▸ **TASK DETAILS**
Repeat the listing below exactly. Pictures do not belong in the copy.

Start of INPUT MATERIAL

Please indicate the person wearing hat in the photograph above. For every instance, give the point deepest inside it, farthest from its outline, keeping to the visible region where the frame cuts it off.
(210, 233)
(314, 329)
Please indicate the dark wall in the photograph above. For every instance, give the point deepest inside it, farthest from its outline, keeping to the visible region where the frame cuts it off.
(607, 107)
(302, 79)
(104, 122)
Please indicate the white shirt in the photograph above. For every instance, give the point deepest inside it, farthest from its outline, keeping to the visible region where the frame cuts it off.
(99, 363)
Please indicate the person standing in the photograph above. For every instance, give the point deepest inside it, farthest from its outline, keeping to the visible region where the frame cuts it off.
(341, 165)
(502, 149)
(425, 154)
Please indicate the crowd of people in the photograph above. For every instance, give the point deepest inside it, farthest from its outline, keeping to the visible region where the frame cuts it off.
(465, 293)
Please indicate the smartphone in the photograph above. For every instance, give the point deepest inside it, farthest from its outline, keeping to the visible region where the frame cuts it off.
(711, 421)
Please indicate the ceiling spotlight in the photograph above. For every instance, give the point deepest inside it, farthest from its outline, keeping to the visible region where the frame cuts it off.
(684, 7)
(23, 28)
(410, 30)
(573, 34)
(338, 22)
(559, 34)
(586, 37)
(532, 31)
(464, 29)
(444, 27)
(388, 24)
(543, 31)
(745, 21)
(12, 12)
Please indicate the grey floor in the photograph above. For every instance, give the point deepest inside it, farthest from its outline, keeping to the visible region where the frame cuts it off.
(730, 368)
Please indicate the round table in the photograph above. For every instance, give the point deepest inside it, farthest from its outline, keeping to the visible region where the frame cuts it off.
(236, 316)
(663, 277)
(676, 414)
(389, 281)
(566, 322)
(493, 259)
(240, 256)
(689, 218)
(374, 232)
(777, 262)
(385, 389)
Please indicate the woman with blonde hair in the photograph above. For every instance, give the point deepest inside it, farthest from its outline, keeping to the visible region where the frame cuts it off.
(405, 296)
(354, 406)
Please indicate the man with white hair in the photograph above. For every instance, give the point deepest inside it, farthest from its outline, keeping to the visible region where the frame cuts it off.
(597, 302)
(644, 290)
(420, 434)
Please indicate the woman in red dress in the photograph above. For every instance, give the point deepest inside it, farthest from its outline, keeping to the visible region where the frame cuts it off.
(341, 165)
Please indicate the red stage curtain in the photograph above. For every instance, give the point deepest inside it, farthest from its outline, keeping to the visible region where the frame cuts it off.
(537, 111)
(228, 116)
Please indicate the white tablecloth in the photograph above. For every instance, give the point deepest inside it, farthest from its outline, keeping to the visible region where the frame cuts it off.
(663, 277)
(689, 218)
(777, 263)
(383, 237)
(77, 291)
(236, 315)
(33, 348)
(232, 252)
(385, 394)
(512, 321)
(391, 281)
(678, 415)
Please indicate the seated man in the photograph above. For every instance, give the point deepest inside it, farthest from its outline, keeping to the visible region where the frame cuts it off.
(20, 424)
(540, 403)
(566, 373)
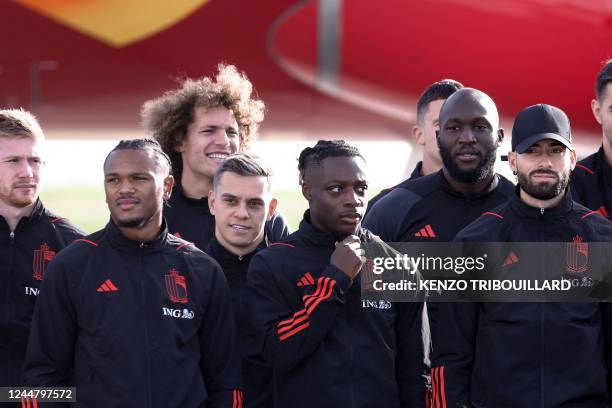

End of INPUT MATERIAL

▸ **SOLUTION TO THE PROBLEM**
Please indicate the person wearing hat in the photograph above. For every instance, give the point deepest inside it, farthest from its outline, keeping to the visible region where the frame cuts it off.
(210, 233)
(314, 329)
Please indicate the dark wall in the photograph above. For every instance, give the point deepest inside it, farthest from its outline, keeping to the visible region where the frame cuts it off.
(607, 107)
(302, 79)
(104, 122)
Please indicate the white shirt in the photograph above. For every instance, give the point deepest inside it, farthest from its outline, keeping to the visible region where the frame cuts it off.
(99, 363)
Please indicate the person standing in the photograph above. For every instance, give the point deepest inside it, farthest from its outline, keeping to the visible region where the frame cuts it off.
(341, 165)
(502, 149)
(425, 154)
Please indicate the crowd of people in the photograph above. For every instance, give the point deepest inside it, farthest from its outline, keeping to the visible region where the frame cuts it off.
(465, 293)
Please indicate the smartphone in the photograph above. For every instance, give the point deepest inside it, farthest from its outline, keeping to the visible region where the frame cuts it off.
(711, 421)
Please indicate the ceiling spotlight in the photograph above. For every instance, give the point deepest inside it, farthest from its outline, keeping to the visible region where the frame cuts it off.
(684, 7)
(23, 28)
(410, 30)
(573, 34)
(338, 22)
(559, 34)
(586, 37)
(532, 31)
(464, 29)
(444, 27)
(388, 24)
(543, 31)
(745, 21)
(12, 12)
Please indicate the grey floor in the photograph above. For every instance, give the point deepest inside it, farthest from its outline, keeping to the visible region where the frame cuts it off.
(730, 368)
Please indicate the round table in the photograph above. For every instance, give the point deepest inside it, farthest from its outline, keeping to the visible region where the frame cuts it off.
(236, 316)
(663, 277)
(676, 414)
(389, 281)
(566, 322)
(493, 259)
(240, 256)
(689, 218)
(374, 232)
(777, 262)
(385, 389)
Please indicate the woman with blonde hair in the photograph above. For every instance, give the point deepest inside it, farthest from its outline, keeping to the visible region where the frame cuts it off.
(405, 296)
(354, 406)
Please indicate the man with white hair in the photograph above. For every instance, give the point deepest inside it, farthest from its outline, keeping to the visible region where the frame cuts it off.
(597, 302)
(644, 290)
(420, 434)
Please indicate the woman in red dress in the photograph above. For every instance, give the point deepest inside it, farthest from its outline, keeping to the visible region where the frame cuts it off.
(341, 165)
Please indicate the red stage curtain in the photograph above. For every instance, give the point deepest inside it, farthest from its outline, keeping to the visible region where the frame cuts it off.
(537, 111)
(228, 116)
Please indicate the white tablecloth in the photograph above. For every instance, give the point deepest inside it, farthest from its outline, keeping to the visible region where the frame cuts it off.
(663, 277)
(689, 218)
(777, 263)
(383, 237)
(77, 291)
(236, 315)
(33, 348)
(232, 252)
(385, 394)
(512, 321)
(391, 281)
(678, 415)
Please indicate the seated man in the photograph above. For every instance, give the point deepest inside it, farthest from its outline, keeping to the visible region where the frame cuts it off.
(20, 424)
(540, 403)
(566, 373)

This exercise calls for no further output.